> _TEXT SEGMENT_:
────────

Boy, howdy! is this a good-looking movie in a gloomy/gothic sort of way. The production design is primarily done in grays and blacks and reds; it reminds me of Edward Gorey's set designs for the 1970s stage revival of Dracula. The actors are all very good, with Benicio Del Toro doing an uncanny impersonation of the Chaneys (he actually looks more like Lon senior than junior), and Anthony Hopkins doing a variation of eccentric that should be a dead giveaway as to the plot turns later in the movie. Emily Blunt is fine in the thankless role of love interest--more than fine, actually; she manages to erase any fond memories I might harbor of Evelyn Ankers. Some of that might be the work of her wardrobe, which is elegant and gothy without being stereotypical.

────────

> _Localization data with one point per instance_:
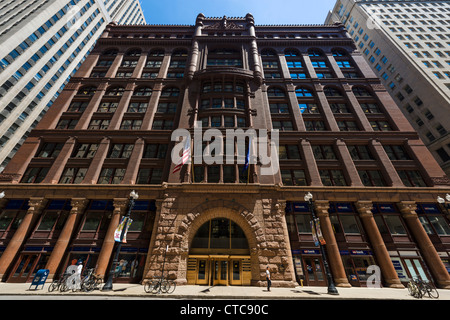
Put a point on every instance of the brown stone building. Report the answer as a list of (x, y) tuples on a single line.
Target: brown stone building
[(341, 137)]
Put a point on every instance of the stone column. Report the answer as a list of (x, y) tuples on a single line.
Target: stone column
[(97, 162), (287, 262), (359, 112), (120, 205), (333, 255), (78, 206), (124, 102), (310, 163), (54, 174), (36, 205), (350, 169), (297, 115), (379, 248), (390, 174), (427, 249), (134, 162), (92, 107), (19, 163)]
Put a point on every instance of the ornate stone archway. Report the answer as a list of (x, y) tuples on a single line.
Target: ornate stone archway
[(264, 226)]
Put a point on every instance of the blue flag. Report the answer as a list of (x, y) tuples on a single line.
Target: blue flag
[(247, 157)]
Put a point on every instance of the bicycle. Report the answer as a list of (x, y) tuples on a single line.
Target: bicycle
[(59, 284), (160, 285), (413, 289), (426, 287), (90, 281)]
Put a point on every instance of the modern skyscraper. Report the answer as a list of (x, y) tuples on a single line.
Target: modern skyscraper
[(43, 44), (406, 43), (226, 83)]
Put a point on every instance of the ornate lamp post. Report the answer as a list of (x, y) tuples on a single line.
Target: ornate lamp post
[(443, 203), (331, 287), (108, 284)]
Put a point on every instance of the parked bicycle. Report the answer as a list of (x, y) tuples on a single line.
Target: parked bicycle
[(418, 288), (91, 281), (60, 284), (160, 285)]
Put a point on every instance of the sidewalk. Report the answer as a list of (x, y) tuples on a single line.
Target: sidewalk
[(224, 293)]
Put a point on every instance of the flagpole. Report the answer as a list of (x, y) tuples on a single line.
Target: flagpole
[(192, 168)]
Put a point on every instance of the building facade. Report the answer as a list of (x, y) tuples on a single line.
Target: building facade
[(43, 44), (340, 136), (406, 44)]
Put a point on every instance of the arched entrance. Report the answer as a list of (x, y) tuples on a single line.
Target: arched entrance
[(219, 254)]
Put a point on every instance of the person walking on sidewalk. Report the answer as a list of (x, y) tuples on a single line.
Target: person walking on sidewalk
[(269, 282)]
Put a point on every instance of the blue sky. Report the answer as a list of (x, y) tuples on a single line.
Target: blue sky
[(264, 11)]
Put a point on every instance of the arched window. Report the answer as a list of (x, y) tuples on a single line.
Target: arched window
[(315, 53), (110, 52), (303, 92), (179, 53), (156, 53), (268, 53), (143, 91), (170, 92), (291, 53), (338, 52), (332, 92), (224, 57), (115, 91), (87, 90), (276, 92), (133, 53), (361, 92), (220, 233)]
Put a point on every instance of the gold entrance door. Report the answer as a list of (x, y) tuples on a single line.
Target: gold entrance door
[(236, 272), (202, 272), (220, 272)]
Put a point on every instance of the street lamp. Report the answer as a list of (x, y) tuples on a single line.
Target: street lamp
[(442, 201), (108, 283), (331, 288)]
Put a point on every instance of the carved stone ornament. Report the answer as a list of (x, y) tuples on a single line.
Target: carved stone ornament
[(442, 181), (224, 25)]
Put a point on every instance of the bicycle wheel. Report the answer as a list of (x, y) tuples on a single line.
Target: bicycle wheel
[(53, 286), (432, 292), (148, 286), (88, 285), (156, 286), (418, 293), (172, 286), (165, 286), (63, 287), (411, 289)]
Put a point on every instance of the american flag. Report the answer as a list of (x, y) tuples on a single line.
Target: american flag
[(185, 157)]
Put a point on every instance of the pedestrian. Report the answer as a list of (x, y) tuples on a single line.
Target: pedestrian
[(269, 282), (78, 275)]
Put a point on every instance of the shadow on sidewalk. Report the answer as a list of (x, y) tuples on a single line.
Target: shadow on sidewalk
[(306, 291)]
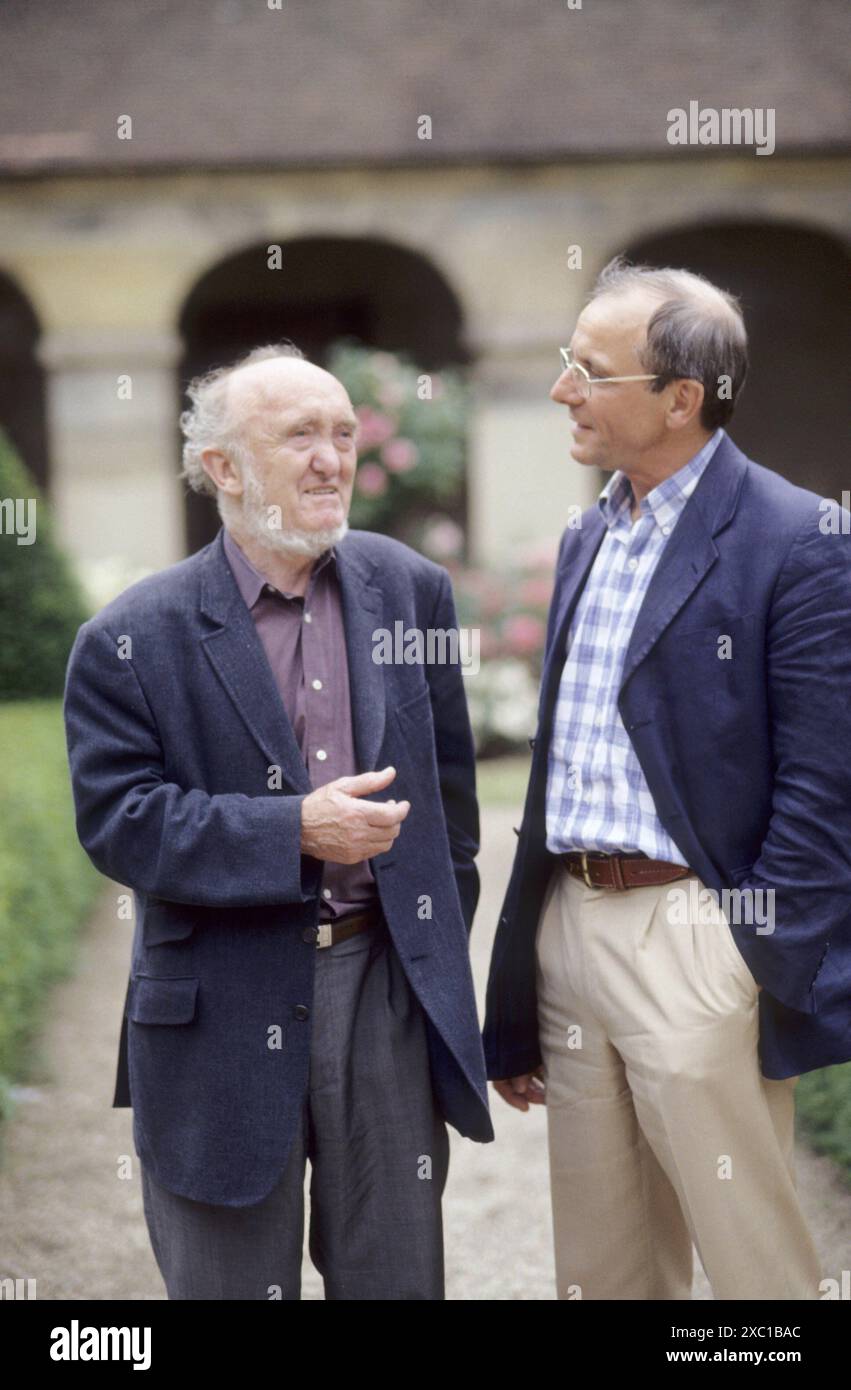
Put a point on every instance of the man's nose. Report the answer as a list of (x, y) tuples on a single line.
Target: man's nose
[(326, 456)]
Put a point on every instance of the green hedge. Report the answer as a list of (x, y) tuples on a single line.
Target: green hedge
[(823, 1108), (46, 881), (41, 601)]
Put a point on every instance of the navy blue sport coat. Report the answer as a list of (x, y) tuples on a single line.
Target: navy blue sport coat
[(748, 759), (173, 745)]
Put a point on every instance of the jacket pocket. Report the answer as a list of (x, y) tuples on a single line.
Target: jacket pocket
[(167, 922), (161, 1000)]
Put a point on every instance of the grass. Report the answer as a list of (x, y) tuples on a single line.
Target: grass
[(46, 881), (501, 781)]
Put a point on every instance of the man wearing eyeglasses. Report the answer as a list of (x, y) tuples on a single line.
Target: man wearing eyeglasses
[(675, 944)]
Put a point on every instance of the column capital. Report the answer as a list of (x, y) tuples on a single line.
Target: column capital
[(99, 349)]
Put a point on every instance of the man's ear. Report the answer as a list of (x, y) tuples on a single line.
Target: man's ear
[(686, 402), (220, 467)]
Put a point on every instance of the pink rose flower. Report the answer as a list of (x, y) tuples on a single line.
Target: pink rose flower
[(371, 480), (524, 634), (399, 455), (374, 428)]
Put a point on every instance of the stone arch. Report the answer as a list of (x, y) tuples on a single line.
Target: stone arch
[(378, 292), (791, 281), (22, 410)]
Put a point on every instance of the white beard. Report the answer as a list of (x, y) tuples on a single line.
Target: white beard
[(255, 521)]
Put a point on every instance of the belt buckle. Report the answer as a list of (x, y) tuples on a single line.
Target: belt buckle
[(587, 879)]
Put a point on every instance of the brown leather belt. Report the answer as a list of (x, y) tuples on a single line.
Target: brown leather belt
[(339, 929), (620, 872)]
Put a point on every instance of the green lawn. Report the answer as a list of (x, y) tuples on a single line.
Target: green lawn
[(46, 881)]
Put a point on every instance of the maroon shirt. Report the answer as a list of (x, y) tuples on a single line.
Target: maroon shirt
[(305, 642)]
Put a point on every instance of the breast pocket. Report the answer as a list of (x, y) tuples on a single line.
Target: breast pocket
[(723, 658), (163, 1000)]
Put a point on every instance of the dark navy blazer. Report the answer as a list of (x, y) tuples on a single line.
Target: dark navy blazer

────────

> _YOUR INSTRUCTIONS_:
Retype the film review from "Boy, howdy! is" up to and including "without being stereotypical.". The records have no role in this work.

> _REPLY TO THE TASK_:
Boy, howdy! is this a good-looking movie in a gloomy/gothic sort of way. The production design is primarily done in grays and blacks and reds; it reminds me of Edward Gorey's set designs for the 1970s stage revival of Dracula. The actors are all very good, with Benicio Del Toro doing an uncanny impersonation of the Chaneys (he actually looks more like Lon senior than junior), and Anthony Hopkins doing a variation of eccentric that should be a dead giveaway as to the plot turns later in the movie. Emily Blunt is fine in the thankless role of love interest--more than fine, actually; she manages to erase any fond memories I might harbor of Evelyn Ankers. Some of that might be the work of her wardrobe, which is elegant and gothy without being stereotypical.